** start of Document passage **

On a related note, over the Winter I'll be building a rod for general saltwater use, and I'd like to get the details ironed out now for the kind gift-giver that will be supplying the materials. I'll be fishing from shore nearly 100% of the time, going for all of our in-shore gamefish. I typically fish patterns tied on size 2/0 or smaller, and want something that won't tire my arm excessively from casting alone. So my question is, 8-wt., 9-wt., or 10-wt.? My preliminary desire is for the 8-wt., though some more experienced guys might say it's not strong enough to subdue fish quickly. Let me also say that most of the fish I catch are less than 15-lbs., so I question whether a heavier outfit than an 8-wt. is truly needed. Additionally, I plan to hit the Salmon River in future for steelhead, and would like the rod to be useful for that fishery, also. Your thoughts, please.

Also, has anyone looked into the new TFO series of rods with Lefty's name on them?
Just my personal opinions:

I believe that your line-weight should be dictated by your maximum fly size, tempered with the size and strength of the fish you are pursuing.

** end of Document passage **
** start of Data section **

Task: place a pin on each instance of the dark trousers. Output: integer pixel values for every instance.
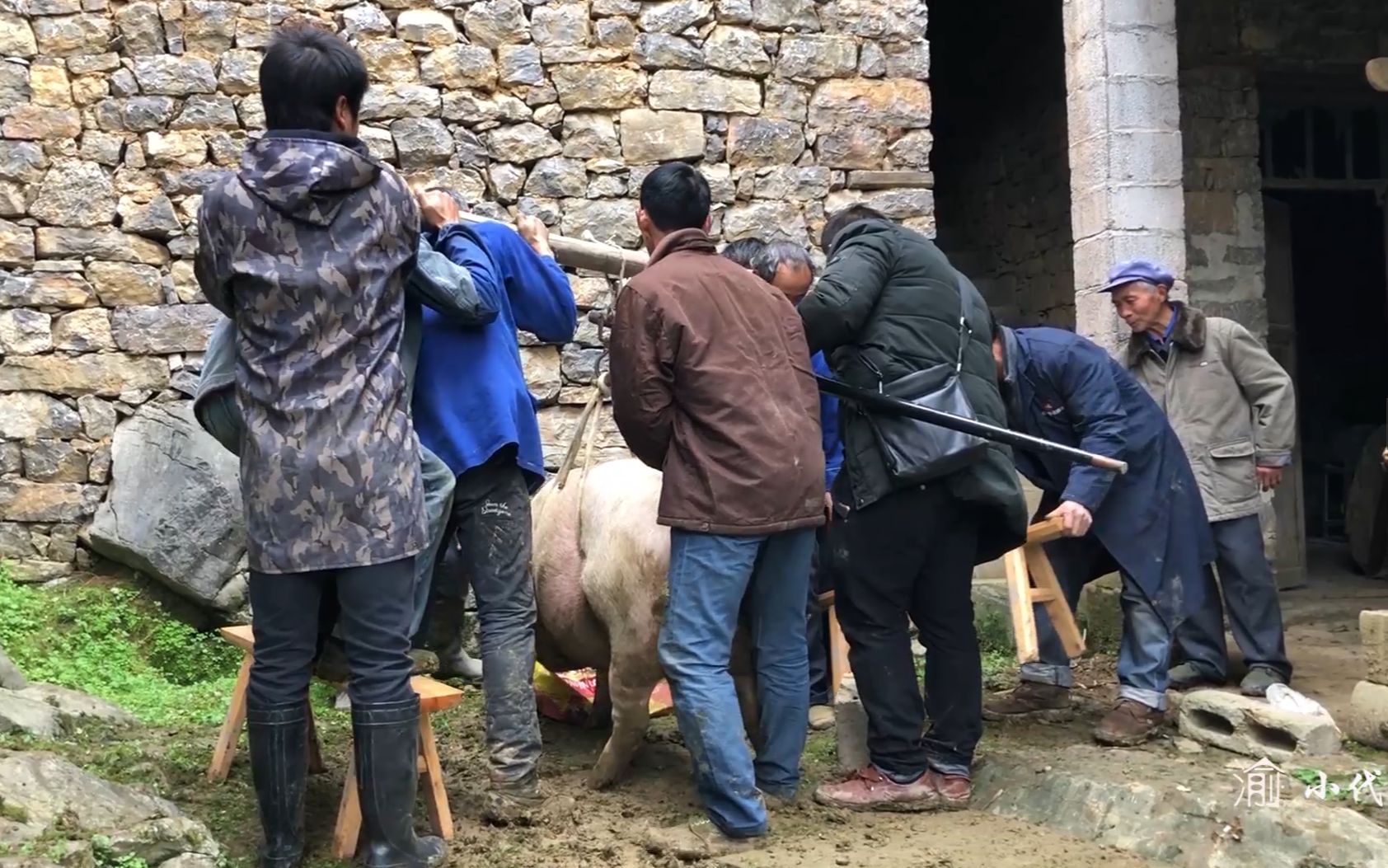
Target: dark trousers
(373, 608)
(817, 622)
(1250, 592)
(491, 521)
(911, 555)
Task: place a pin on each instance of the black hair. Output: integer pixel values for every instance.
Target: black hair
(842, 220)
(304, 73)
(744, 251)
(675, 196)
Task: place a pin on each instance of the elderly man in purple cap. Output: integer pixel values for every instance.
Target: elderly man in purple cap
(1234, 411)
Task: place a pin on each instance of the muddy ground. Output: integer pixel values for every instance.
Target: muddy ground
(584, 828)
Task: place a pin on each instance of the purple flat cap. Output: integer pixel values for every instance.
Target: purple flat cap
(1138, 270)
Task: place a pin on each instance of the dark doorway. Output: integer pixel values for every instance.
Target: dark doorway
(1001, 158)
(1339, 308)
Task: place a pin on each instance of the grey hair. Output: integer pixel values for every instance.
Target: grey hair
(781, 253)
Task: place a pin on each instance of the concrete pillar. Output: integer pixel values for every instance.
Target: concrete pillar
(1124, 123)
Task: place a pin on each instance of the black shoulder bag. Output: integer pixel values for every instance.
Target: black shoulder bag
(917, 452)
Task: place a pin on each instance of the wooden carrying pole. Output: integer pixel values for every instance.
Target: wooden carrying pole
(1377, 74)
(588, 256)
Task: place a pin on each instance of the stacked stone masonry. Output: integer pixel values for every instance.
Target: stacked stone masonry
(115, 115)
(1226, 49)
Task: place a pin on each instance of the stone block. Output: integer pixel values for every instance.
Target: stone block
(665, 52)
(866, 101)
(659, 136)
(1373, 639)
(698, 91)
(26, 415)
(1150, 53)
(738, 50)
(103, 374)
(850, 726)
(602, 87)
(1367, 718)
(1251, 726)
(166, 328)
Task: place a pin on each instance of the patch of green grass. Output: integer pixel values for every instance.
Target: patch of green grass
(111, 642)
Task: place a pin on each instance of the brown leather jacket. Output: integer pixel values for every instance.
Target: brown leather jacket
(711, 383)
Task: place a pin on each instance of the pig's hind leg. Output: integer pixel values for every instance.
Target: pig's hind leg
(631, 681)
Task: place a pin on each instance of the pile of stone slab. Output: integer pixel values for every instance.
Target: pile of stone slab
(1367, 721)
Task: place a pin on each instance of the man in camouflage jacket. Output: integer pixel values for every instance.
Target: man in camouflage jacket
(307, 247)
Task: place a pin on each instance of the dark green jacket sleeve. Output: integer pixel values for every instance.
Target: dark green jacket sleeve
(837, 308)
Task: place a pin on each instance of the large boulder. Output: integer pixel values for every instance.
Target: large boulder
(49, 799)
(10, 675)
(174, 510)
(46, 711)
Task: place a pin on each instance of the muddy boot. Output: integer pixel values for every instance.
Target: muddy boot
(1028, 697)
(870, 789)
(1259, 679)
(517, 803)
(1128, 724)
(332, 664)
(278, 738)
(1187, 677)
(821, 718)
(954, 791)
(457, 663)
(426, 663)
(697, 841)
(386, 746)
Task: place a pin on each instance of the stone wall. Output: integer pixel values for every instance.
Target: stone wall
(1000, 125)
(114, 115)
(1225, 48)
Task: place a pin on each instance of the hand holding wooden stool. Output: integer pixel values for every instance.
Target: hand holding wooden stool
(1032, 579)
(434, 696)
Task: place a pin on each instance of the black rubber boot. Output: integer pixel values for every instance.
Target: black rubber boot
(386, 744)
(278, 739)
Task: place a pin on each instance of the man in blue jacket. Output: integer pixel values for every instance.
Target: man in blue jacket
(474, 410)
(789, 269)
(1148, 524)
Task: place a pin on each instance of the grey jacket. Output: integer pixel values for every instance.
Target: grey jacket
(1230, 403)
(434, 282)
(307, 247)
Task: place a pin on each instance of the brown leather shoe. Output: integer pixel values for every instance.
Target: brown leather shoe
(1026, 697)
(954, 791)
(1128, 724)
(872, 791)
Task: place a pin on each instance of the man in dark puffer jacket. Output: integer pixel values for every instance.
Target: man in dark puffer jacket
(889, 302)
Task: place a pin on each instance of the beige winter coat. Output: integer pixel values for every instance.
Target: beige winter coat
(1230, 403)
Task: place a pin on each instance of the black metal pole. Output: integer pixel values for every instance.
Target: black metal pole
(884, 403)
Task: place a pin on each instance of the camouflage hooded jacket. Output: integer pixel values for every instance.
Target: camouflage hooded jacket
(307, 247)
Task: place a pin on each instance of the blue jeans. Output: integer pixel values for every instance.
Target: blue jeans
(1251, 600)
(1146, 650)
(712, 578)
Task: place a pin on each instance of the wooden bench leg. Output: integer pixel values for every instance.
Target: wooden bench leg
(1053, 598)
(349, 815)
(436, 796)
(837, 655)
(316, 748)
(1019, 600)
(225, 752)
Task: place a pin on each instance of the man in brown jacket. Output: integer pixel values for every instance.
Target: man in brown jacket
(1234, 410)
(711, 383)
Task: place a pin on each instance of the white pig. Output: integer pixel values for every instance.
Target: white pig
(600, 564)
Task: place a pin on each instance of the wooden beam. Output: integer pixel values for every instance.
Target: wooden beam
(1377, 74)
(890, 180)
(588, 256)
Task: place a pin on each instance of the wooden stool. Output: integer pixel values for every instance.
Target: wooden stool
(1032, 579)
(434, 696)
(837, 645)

** end of Data section **

# Given problem 1:
Transcribe the listing from its first line through the line containing "(1339, 308)", including both of those lines, and omit the pictures.
# Given problem 2:
Pick up the post about choosing a fly-rod line weight right after its last sentence and keep writing.
The fly-rod post and the listing have no connection to each other.

# Expected output 1:
Task: place a pin on each instance of the dark trousers. Output: integer pixel values for every instance.
Target: dark trousers
(373, 608)
(817, 622)
(1250, 592)
(491, 521)
(911, 555)
Task: place a pin on each instance of the black hair. Output: integer pixel values for every instance.
Target: black hair
(842, 220)
(304, 73)
(744, 251)
(675, 196)
Task: place a pin on each instance of the elderly man in purple cap. Output: integer pixel values for every instance.
Target: elderly man in purple cap
(1234, 411)
Task: place a pin on each instance of the muddy ground. Output: integer pixel values for every instance.
Target: muddy ground
(584, 828)
Task: place a pin on each instance of the purple flat cap. Output: integer pixel values for every instance.
Target: purple flat cap
(1138, 270)
Task: place a pin on each instance of the dark doorway. Output: integer pixel values for every instance.
Target: dark doorway
(1001, 158)
(1339, 308)

# Expected output 2:
I personally prefer a 9-weight for flies to 2/0, finding most of them a bit much for an 8-weight, but others may disagree.

IMHO A 10' one-handed fly rod is about the worst recommendation you could make for someone who wants a rod that can be cast all day without tiring. Have you ever cast one of those things? Even most pro tournament casters will tell you that it is extremely difficult to cast a one-hander of much more than 9'6" in length.

I agree that there are distinct advantages to longer rods int eh surf, but would recommend that if you think you want a really long one-hander, that you give one a good workout for several hous before making such a commitment.

Lastly, I have the Lefty Kreh TiCr Temple Fork rods in 8,9 & 10-weight. They are here on Cape Cod and available for anyone that would like to try them. There might be an answer for you there as the 8-weight will easily handle an eight or nine-weight line. You could use an eight for smaller flies on the flats, or switch to a number nine for bigger flies.

Plus, the rod is so inexpensive, you can afford some extra lines.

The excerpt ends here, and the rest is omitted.